▶ _Obiettivo del compito_
Scriva il seguito del testo sui cervelli in fuga, a partire subito dopo l'ultima frase riportata.

▶ _Brano di lettura_

════════════════════

Cervelli in fuga
Mi sono imbattuto qualche giorno fa in una lettera a Concita De Gregorio, pubblicata su Repubblica venerdì 11 Gennaio. Poichè non tutti leggono i "giornaloni" (cit.) e non tutti, fortunati loro, frequentano la suburra del web, la pubblico qui per farla conoscere ad un'altra piccola fetta di lettori.
La lettera è particolarmente coinvolgente per chi si è incrociato con questo problema, ma oltre ad essere una perfetta sintesi della storia del nostro paese, che nessun trattato storico o sociologico potrebbe rendere altrettanto bene, concentra in sé l'altissimo valore di un trattato di etica.
Ho voluto ricopiarla manualmente evitando il facile copia e incolla che pur facilitandomi, mi avrebbe impedito di ripercorrerne i temi e riviverne pienamente l'attualità, seppure con un groppo a fatica contenuto.
"Sono un medico chirurgo in pensione da qualche mese. Sono nato a Montecilfone, un paesino del Molise, popolato da un gruppo etnico arberesh e famoso come epicentro del terremoto dello scorso anno.

════════════════════

▶ _Materiale di partenza_
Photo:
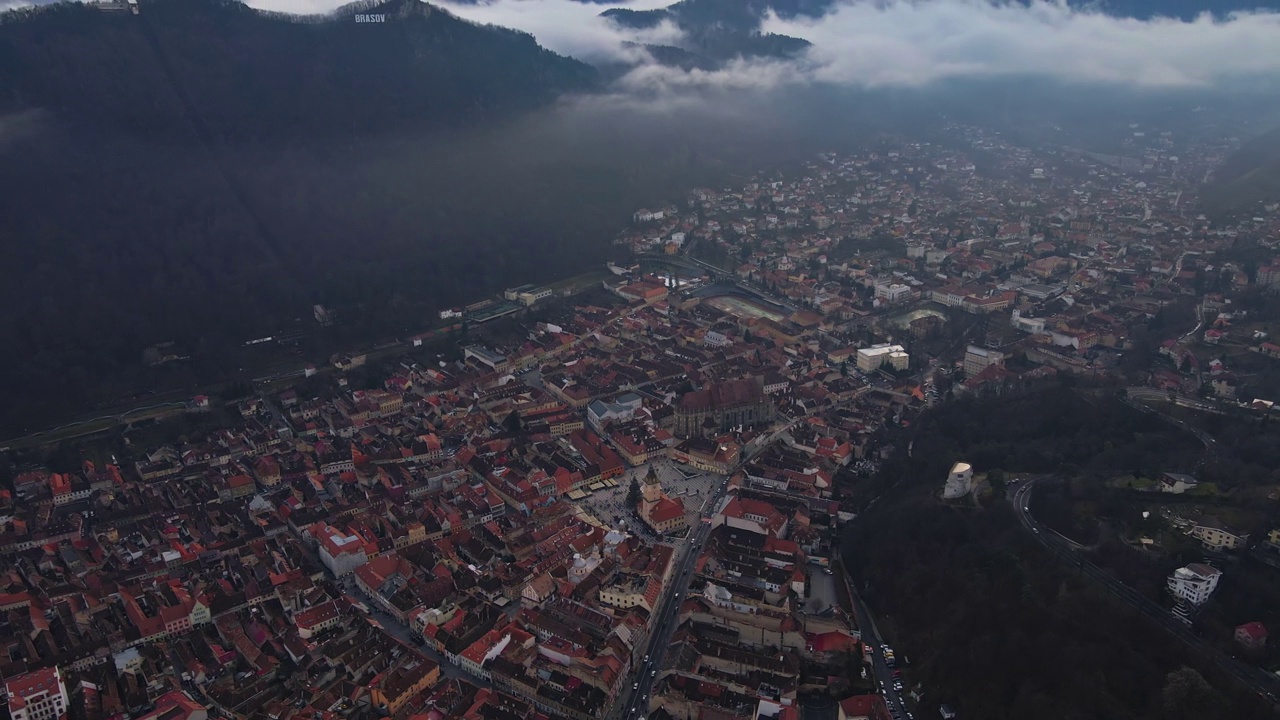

════════════════════

▶ _Esito del compito_
Mio padre, in difficoltà economiche, negli anni 60' ha dovuto lasciare la famiglia e partire. E' stato sarto in Germania per 17 anni. Insieme a mio fratello, di qualche anno più piccolo, ho vissuto, come tanti altri ragazzi, un periodo della vita senza la presenza di un padre. Era mamma che gestiva la famiglia alternando affetto e rigore.
Sin da giovanissimo sono stato ossessionato da un sogno: diventare medico.
All'epoca l'università era accessibile solo dal liceo. A quattordici anni decisi che quella sarebbe stata la mia strada. Ero conscio che con le poche risorse della mia famiglia, l'impresa sarebbe stata a dir poco titanica.
Mia madre e tutti i parenti rimasti in paese cercarono di farmi cambiare idea.
Dopo mesi di discussione e qualche punizione, mia madre scrisse a papà.
Lui inviò indietro la mia fiducia sulle mie capacità e la mia testardaggine e posticipò il suo ritorno a casa così da avere soldi per pagare la mia università.
Con la sua assistenza lontana mi sono rapidamente trovato in mano l'agognata laurea in Medicina.
Impegno e determinazione avevano portato i frutti sperati e trasformato quello che era solo un sogno in una splendida realtà.
Ho trovato lavoro presso la Chirurgia di Ascoli Piceno, dove ho operato per gli scorsi quarant'anni.
Ho sposato Grazia, insegnante della scuola primaria, e ho due figlie: la prima ha il nome di mio padre, è medico e lavora come anestesista a Liverpool, la seconda, ingegnere civile, sta svolgendo un dottorato di ricerca ad Edimburgo.
Come il nonno, anche loro fuori dall'Italia e lontane dalla loro famiglia. Sono tornate entrambe, anche se in tempi differenti, durante queste feste di Natale che sono rapidamente terminate.
Questa mattina, sveglia alle quattro, ho accompagnato una delle mie due figlie all'aeroporto, domani accompagnerò l'altra.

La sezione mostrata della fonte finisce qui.